## EXCERPTED TEXT
Re: Random data generation.
by ikegami (Patriarch) on Jun 26, 2010 at 02:37 UTC
|
This can be solved simply by viewing the set as a circular list. Just pick one of the next N-1 characters.
# No two repeated characters
my @set = qw( a b c d e f );
my $len = 12;
my $s = '';
my $i = int(rand(@set));
for (1..$len) {
$s .= $set[$i];
$i = ( $i + int(rand($#set)) + 1 ) % @set;
}
print("$s\n");
dbadfbabfbcd
deabfadaeafb
edbaceabacad
Update: Fixed bugs, then I realized I misread the question. On the plus side, the solution can easily be adapted to solve the actual problem.
# No more than two repeated characters
my @set = qw( a b c d e f );
my $len = 12;
my $s = '';
my $i;
for (1..$len) {
if ($s =~ /(.)\1\z/) {
$i = ( $i + int(rand($#set)) + 1 ) % @set;
} else {
$i = int(rand(@set));
}
$s .= $set[$i];
}
print("$s\n");
aadbadfafbfb
dbfaefababea
efeabbcebbee
| [reply] [d/l] [select] |
Re: Random data generation.
by jwkrahn (Abbot) on Jun 26, 2010 at 12:41 UTC
|
$ perl -le'
use List::Util qw/ shuffle /;
my @chars = qw/ A B C D E F /;
my $length = 12;
my $repeats = 2;
my @set = shuffle( ( @chars ) x $repeats );
die "Error!\n" if @set < $length;
print join "", @set[ 0 .. $length - 1 ];
'
FCBECFADABED
| [reply] [d/l] |
|
| [reply] |
|
As there are only two of each character in the set which is shuffled ((@chars) x 2), there can of course also only occur two in a row at maximum.
OTOH, this technique doesn't allow more than two of any character in the result (like AACBAFFDCAEC), so it might introduce an unwanted bias... (you didn't explicitly say whether this is desired or not, and it cannot be inferred from your valid samples).
| [reply] [d/l] [select] |
|
|
|
|
It's not random. Not even close. For example, you'll never have three of the same character anywhere in the string.
I don't know if it matters, but it only works if $len <= @set*2
| [reply] [d/l] |
Re: Random data generation.
by AnomalousMonk (Archbishop) on Jun 26, 2010 at 05:57 UTC
|
ikegami's is a general solution for all cases, but would it be sufficient in non-extreme cases (i.e., not trying to generate 100-character strings from just two different characters and with no more than two sequential repeats) to just generate bunches of strings and throw away all that are non-compliant?
>perl -wMstrict -le
"use List::Util qw(shuffle);
my @set = qw(a b c d e f);
my $len = 12;
my $needed = shift;
my @out;
while (@out < $needed) {
my $str = join '', shuffle((@set) x $len);
push @out, grep !m{ (.)\1\1 }xms, $str =~ m{ .{$len} }xmsg;
}
@out = @out[-$needed .. -1];
m{ (.)\1\1 }xms and die qq{3+ same: '$_'} for @out;
printf qq{%3d: '$out[$_]' \n}, 1+$_ for 0 .. $#out;
" 5
1: 'becaecdbbedc'
2: 'afccbecefdca'
3: 'fbffecacfeaa'
4: 'ddbacddfafca'
5: 'fbebdabadedc'
| [reply] [d/l] |
|
You have it backwards. The smaller the set and the longer the string, the higher the chance of producing something that needs to be thrown away. What you call the non-extreme case is where your algorithm has the most problems.

## DATA RECORDS
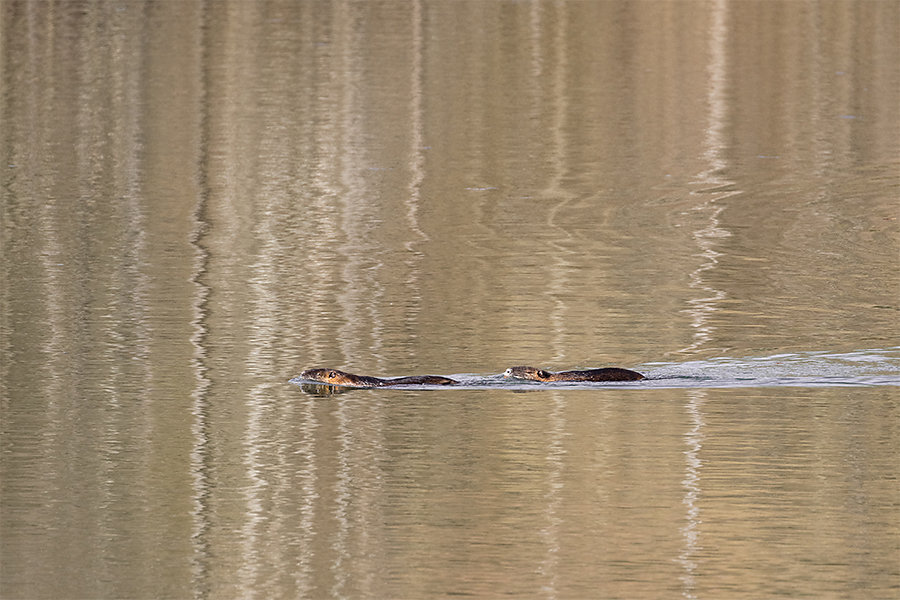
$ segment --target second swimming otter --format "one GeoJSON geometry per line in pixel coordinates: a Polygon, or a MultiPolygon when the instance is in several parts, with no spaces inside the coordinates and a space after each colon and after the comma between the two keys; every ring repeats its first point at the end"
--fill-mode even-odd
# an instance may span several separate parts
{"type": "Polygon", "coordinates": [[[604,369],[587,369],[586,371],[562,371],[552,373],[536,367],[510,367],[504,377],[514,379],[530,379],[532,381],[639,381],[646,379],[637,371],[606,367],[604,369]]]}
{"type": "Polygon", "coordinates": [[[439,375],[413,375],[411,377],[395,377],[381,379],[368,375],[354,375],[337,369],[309,369],[300,373],[301,379],[318,381],[329,385],[343,385],[345,387],[388,387],[393,385],[454,385],[459,383],[449,377],[439,375]]]}

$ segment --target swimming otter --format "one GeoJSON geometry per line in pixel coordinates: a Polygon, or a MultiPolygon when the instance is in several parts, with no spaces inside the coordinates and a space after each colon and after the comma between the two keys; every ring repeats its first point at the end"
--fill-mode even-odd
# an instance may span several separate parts
{"type": "Polygon", "coordinates": [[[337,369],[309,369],[300,373],[301,379],[318,381],[329,385],[343,385],[346,387],[387,387],[392,385],[454,385],[459,383],[449,377],[439,375],[413,375],[411,377],[395,377],[393,379],[381,379],[368,375],[354,375],[337,369]]]}
{"type": "Polygon", "coordinates": [[[504,377],[515,379],[531,379],[532,381],[639,381],[645,379],[637,371],[607,367],[605,369],[588,369],[586,371],[562,371],[551,373],[535,367],[510,367],[504,377]]]}

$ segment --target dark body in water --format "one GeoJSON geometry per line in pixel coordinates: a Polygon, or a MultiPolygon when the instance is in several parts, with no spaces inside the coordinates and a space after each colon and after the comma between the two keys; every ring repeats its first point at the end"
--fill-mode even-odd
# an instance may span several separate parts
{"type": "Polygon", "coordinates": [[[394,385],[454,385],[459,383],[449,377],[439,375],[412,375],[410,377],[394,377],[381,379],[368,375],[354,375],[337,369],[309,369],[300,373],[301,379],[318,381],[329,385],[342,385],[345,387],[390,387],[394,385]]]}
{"type": "Polygon", "coordinates": [[[585,371],[561,371],[553,373],[536,367],[510,367],[504,377],[513,379],[530,379],[531,381],[639,381],[645,379],[637,371],[606,367],[604,369],[587,369],[585,371]]]}

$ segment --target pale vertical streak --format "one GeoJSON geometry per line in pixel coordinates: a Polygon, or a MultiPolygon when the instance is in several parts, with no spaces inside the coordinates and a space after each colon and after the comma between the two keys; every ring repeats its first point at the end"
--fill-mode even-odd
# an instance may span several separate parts
{"type": "Polygon", "coordinates": [[[727,166],[723,157],[725,143],[725,123],[727,120],[727,64],[725,41],[728,34],[727,3],[718,0],[713,4],[712,23],[709,35],[709,64],[707,65],[708,93],[707,108],[709,110],[709,123],[704,134],[703,159],[708,167],[697,174],[696,181],[703,186],[700,190],[692,192],[695,195],[702,194],[705,199],[693,208],[693,211],[701,213],[700,225],[693,231],[691,237],[699,247],[698,255],[703,262],[690,274],[690,287],[699,290],[703,296],[688,300],[689,308],[685,309],[691,317],[693,328],[693,342],[679,352],[692,353],[712,340],[713,326],[709,323],[712,313],[719,310],[718,303],[726,294],[704,280],[704,274],[714,269],[719,264],[721,253],[716,251],[718,240],[731,236],[731,232],[721,226],[719,214],[724,206],[719,200],[735,194],[734,191],[721,191],[720,188],[732,182],[722,177],[722,171],[727,166]]]}
{"type": "MultiPolygon", "coordinates": [[[[718,204],[719,200],[726,198],[733,191],[722,192],[719,188],[728,182],[721,173],[727,166],[723,157],[726,147],[725,123],[727,120],[727,96],[726,87],[728,79],[727,47],[728,36],[728,5],[726,0],[718,0],[712,5],[712,15],[709,31],[709,64],[707,65],[707,107],[709,110],[709,123],[704,136],[704,152],[708,167],[697,176],[697,181],[703,185],[703,189],[695,194],[706,195],[706,199],[697,205],[694,210],[702,213],[703,225],[693,232],[693,239],[700,248],[700,256],[704,259],[692,273],[690,286],[704,293],[703,297],[689,301],[687,309],[691,316],[691,325],[694,329],[693,343],[681,350],[681,352],[694,352],[712,339],[713,327],[709,324],[711,314],[717,311],[718,303],[725,298],[725,292],[716,289],[704,281],[704,273],[714,269],[718,265],[718,257],[721,255],[715,250],[717,241],[727,237],[730,232],[720,225],[719,214],[724,206],[718,204]]],[[[696,598],[695,575],[697,572],[696,556],[700,545],[700,515],[699,499],[702,495],[702,460],[700,453],[703,450],[703,399],[705,392],[698,390],[689,395],[686,406],[690,418],[690,429],[685,433],[684,440],[687,446],[685,450],[685,476],[682,480],[684,496],[682,503],[685,505],[685,525],[681,528],[683,545],[678,555],[678,563],[682,568],[681,584],[682,596],[696,598]]]]}
{"type": "Polygon", "coordinates": [[[697,572],[696,555],[700,550],[700,506],[701,495],[700,474],[703,461],[700,459],[700,451],[703,449],[703,400],[706,397],[704,390],[688,391],[690,400],[687,403],[687,413],[690,418],[690,429],[684,434],[687,449],[685,456],[685,475],[681,480],[684,489],[684,497],[681,502],[685,505],[685,521],[681,528],[683,547],[678,555],[678,563],[681,565],[681,595],[685,598],[696,598],[695,582],[697,572]]]}
{"type": "MultiPolygon", "coordinates": [[[[541,47],[541,33],[543,31],[545,20],[543,12],[544,4],[540,0],[535,0],[531,9],[531,45],[532,45],[532,79],[535,86],[540,86],[542,77],[545,73],[543,65],[543,54],[541,47]]],[[[557,7],[559,8],[559,7],[557,7]]],[[[553,148],[550,156],[553,165],[551,173],[552,178],[548,182],[545,194],[550,198],[556,199],[556,205],[548,214],[548,225],[556,231],[564,235],[568,235],[562,228],[554,224],[556,213],[562,208],[568,199],[564,196],[562,190],[562,178],[565,173],[565,161],[563,154],[565,152],[565,133],[564,127],[566,122],[566,112],[568,104],[566,99],[566,21],[565,10],[558,10],[556,15],[556,29],[553,39],[553,48],[556,55],[556,68],[553,69],[553,88],[551,100],[553,102],[553,148]]],[[[538,94],[540,91],[538,90],[538,94]]],[[[540,95],[539,95],[540,97],[540,95]]],[[[538,104],[540,106],[540,104],[538,104]]],[[[565,248],[550,242],[554,249],[555,266],[551,270],[550,279],[552,281],[550,289],[560,290],[566,289],[565,273],[567,263],[563,258],[563,254],[567,252],[565,248]]],[[[561,361],[565,358],[565,301],[559,297],[554,297],[553,310],[550,314],[550,324],[553,327],[552,339],[555,361],[561,361]]],[[[553,408],[550,413],[550,430],[548,432],[548,444],[546,449],[546,472],[547,472],[547,491],[544,494],[544,525],[540,530],[540,539],[544,548],[544,557],[538,567],[540,574],[544,577],[541,593],[546,598],[557,598],[559,596],[559,554],[560,554],[560,533],[559,529],[562,525],[562,517],[559,516],[560,504],[562,502],[562,491],[564,487],[564,455],[563,438],[566,432],[566,401],[562,394],[554,393],[553,408]]]]}
{"type": "Polygon", "coordinates": [[[423,253],[418,246],[429,240],[428,234],[419,225],[419,205],[422,202],[422,183],[425,180],[425,134],[423,127],[423,54],[425,52],[424,38],[422,36],[422,1],[414,0],[412,3],[412,66],[410,69],[410,158],[409,158],[409,196],[406,199],[406,222],[412,233],[412,239],[404,243],[408,253],[406,266],[408,274],[405,280],[406,295],[410,314],[406,315],[407,325],[411,330],[418,319],[419,306],[421,304],[421,292],[419,290],[419,270],[423,253]]]}

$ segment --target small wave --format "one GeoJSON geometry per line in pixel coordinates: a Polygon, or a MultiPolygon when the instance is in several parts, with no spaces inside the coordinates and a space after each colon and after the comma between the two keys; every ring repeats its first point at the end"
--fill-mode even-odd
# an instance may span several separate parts
{"type": "MultiPolygon", "coordinates": [[[[685,362],[652,362],[639,365],[643,381],[575,382],[510,380],[502,374],[451,374],[456,386],[410,385],[383,389],[634,389],[730,388],[730,387],[854,387],[900,386],[900,346],[852,352],[790,352],[755,357],[715,357],[685,362]]],[[[323,395],[335,393],[334,386],[295,378],[291,383],[323,395]],[[331,388],[331,389],[329,389],[331,388]]],[[[340,388],[350,390],[353,388],[340,388]]]]}

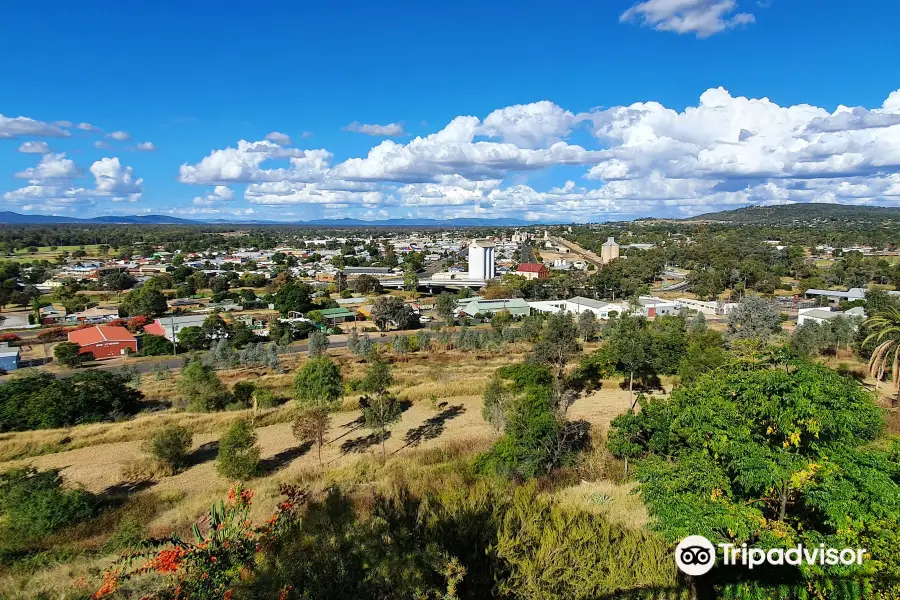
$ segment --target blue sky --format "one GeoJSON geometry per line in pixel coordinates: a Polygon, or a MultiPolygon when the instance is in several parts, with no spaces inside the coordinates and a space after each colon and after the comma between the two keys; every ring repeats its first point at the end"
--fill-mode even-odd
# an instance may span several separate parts
{"type": "Polygon", "coordinates": [[[4,8],[2,210],[900,204],[895,2],[133,4],[4,8]]]}

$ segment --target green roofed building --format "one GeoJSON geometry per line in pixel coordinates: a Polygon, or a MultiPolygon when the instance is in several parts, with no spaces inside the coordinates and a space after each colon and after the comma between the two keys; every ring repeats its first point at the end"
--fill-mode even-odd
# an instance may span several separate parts
{"type": "Polygon", "coordinates": [[[324,317],[326,323],[343,323],[345,321],[352,321],[356,316],[346,308],[325,308],[318,312],[322,314],[322,317],[324,317]]]}
{"type": "Polygon", "coordinates": [[[499,300],[475,300],[474,302],[460,301],[460,308],[470,317],[477,314],[492,315],[502,310],[516,317],[527,317],[531,314],[531,306],[522,298],[503,298],[499,300]]]}

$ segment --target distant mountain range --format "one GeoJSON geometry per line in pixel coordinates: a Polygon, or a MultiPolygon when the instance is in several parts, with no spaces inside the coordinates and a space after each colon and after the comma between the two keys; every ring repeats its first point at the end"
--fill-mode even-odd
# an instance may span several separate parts
{"type": "Polygon", "coordinates": [[[685,219],[685,221],[722,221],[755,225],[783,225],[792,221],[884,221],[900,219],[900,208],[851,206],[806,202],[779,206],[747,206],[685,219]]]}
{"type": "Polygon", "coordinates": [[[120,225],[295,225],[318,227],[522,227],[537,225],[521,219],[316,219],[313,221],[229,221],[227,219],[192,220],[165,215],[122,215],[78,219],[54,215],[23,215],[10,211],[0,212],[2,225],[52,225],[58,223],[120,224],[120,225]]]}

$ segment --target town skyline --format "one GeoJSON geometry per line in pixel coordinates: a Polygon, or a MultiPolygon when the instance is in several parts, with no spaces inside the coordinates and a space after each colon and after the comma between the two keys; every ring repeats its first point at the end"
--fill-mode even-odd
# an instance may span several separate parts
{"type": "Polygon", "coordinates": [[[483,19],[514,26],[475,51],[450,33],[487,33],[461,18],[464,5],[355,7],[345,25],[356,35],[339,48],[319,30],[345,15],[327,8],[209,17],[231,35],[274,34],[239,49],[212,31],[185,37],[165,3],[58,8],[70,21],[29,29],[35,9],[18,6],[8,23],[24,25],[3,31],[12,85],[0,103],[0,198],[14,212],[568,223],[900,198],[900,82],[891,36],[879,35],[888,14],[625,0],[581,8],[585,23],[563,33],[559,17],[525,19],[501,3],[479,9],[483,19]],[[148,54],[120,32],[76,40],[92,19],[110,31],[157,26],[171,47],[148,54]],[[314,48],[300,57],[298,24],[314,48]],[[391,26],[404,35],[378,34],[391,26]],[[847,43],[829,41],[838,35],[847,43]],[[13,51],[36,36],[32,52],[13,51]],[[203,60],[207,46],[217,60],[203,60]],[[42,66],[62,53],[71,62],[42,66]],[[79,66],[110,55],[116,77],[79,66]],[[174,75],[176,59],[203,68],[174,75]],[[234,89],[235,77],[277,92],[234,89]],[[55,92],[66,87],[79,94],[55,92]]]}

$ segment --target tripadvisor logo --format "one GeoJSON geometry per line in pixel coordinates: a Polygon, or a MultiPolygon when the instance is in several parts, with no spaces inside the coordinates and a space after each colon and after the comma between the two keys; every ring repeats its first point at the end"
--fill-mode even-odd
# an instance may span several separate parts
{"type": "Polygon", "coordinates": [[[702,535],[689,535],[675,547],[675,564],[686,575],[705,575],[716,564],[716,547],[702,535]]]}
{"type": "MultiPolygon", "coordinates": [[[[722,563],[726,566],[743,566],[753,569],[768,565],[861,565],[865,548],[826,548],[825,544],[808,547],[797,544],[792,548],[748,548],[747,544],[719,544],[722,563]]],[[[686,575],[704,575],[716,564],[716,547],[702,535],[691,535],[675,547],[675,564],[686,575]]]]}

## GOAL
In the Perl thread on random data generation, what does ikegami suggest viewing the set of characters as? The data are not needed for this work.

## RESULT OF THIS TASK
A circular list.